What is needed –
Count the lines in the entries below that contain the word "forest", and give only that number.

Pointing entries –
######

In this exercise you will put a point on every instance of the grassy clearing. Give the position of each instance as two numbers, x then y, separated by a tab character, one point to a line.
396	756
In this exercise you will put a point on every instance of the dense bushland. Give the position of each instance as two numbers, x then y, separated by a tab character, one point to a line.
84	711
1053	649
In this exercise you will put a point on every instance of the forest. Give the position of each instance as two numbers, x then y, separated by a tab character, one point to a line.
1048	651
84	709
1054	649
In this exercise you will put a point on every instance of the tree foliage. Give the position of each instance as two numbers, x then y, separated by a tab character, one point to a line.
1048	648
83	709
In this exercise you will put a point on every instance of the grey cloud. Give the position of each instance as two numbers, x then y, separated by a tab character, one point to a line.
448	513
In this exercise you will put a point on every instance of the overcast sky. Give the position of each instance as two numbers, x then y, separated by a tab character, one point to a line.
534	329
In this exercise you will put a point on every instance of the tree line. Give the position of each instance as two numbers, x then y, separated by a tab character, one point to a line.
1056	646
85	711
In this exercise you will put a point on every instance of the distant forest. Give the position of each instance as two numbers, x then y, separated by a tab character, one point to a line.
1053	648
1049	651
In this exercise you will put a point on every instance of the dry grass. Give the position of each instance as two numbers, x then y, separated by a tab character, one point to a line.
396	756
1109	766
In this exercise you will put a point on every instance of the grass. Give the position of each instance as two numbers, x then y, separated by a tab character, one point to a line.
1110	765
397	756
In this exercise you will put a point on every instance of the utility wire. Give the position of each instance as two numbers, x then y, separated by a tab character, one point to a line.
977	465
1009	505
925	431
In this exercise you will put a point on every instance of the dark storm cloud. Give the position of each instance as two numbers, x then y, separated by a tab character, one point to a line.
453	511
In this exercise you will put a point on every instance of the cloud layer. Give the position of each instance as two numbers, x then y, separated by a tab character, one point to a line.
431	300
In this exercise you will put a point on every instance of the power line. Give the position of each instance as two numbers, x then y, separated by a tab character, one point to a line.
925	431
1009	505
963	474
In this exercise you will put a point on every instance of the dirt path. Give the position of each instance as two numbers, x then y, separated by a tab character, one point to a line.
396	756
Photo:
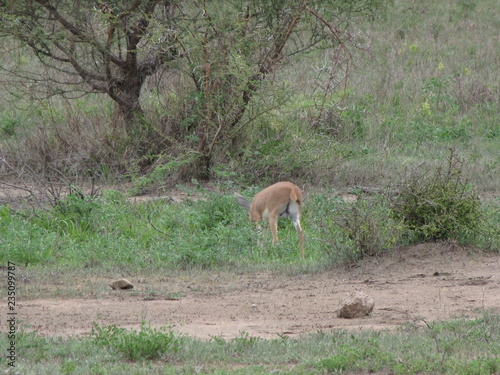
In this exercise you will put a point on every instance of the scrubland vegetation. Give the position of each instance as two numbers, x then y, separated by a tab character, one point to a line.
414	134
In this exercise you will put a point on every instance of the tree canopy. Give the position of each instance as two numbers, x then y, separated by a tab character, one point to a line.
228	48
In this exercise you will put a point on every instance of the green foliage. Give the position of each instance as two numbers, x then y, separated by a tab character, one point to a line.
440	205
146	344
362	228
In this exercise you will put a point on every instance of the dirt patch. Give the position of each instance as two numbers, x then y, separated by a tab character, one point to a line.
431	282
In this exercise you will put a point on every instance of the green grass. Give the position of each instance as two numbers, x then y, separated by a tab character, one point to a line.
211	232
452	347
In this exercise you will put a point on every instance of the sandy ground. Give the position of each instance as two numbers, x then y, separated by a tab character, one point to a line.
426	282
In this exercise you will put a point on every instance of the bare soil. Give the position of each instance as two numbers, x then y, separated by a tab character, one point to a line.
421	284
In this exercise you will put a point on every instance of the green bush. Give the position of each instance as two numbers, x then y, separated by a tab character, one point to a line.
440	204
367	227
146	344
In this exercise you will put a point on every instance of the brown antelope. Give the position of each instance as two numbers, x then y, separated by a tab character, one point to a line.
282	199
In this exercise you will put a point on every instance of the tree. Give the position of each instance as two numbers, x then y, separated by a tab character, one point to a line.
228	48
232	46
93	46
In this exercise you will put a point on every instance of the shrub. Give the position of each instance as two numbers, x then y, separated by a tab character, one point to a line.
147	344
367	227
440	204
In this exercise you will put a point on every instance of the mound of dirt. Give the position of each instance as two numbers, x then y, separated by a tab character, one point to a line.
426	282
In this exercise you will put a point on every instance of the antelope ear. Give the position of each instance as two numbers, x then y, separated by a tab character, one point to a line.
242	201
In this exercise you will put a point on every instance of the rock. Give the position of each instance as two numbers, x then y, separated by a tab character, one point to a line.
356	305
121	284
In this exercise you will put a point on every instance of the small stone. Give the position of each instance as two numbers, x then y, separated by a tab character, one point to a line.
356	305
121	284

######

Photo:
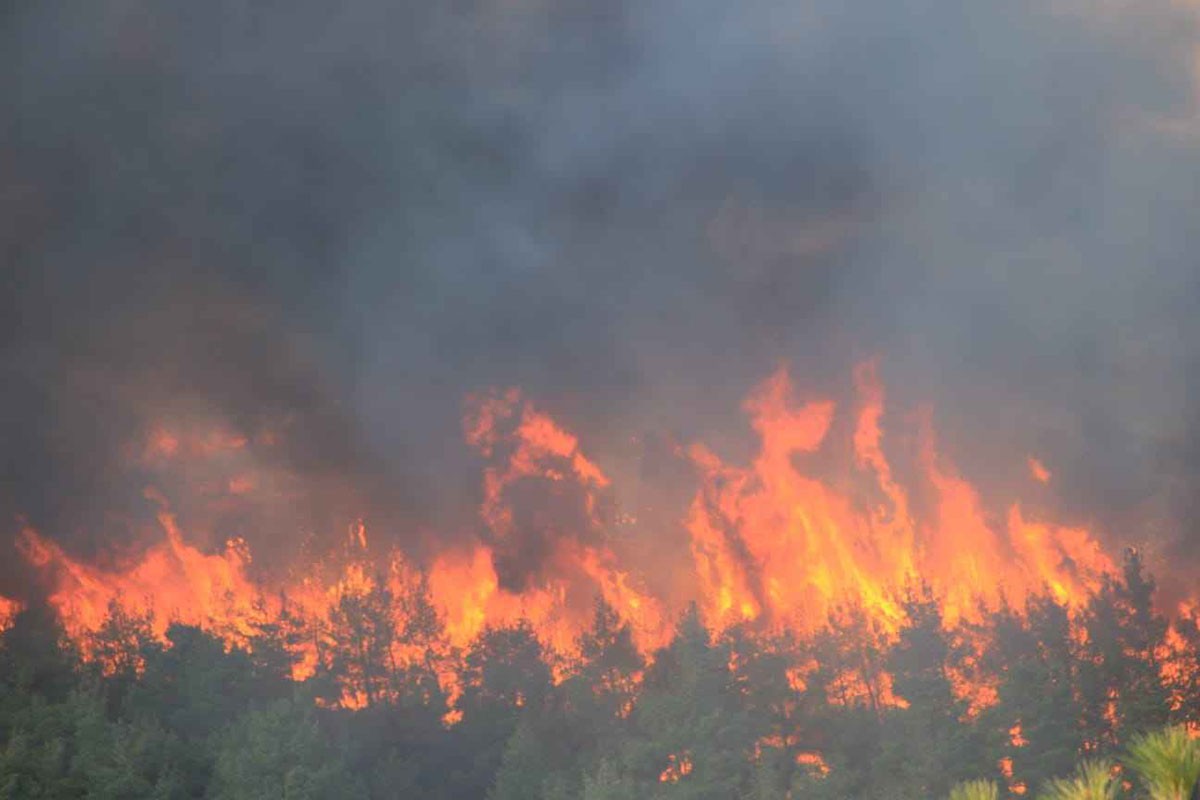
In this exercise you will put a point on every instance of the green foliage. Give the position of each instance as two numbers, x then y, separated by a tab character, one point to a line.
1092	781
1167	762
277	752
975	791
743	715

######

Problem solution –
2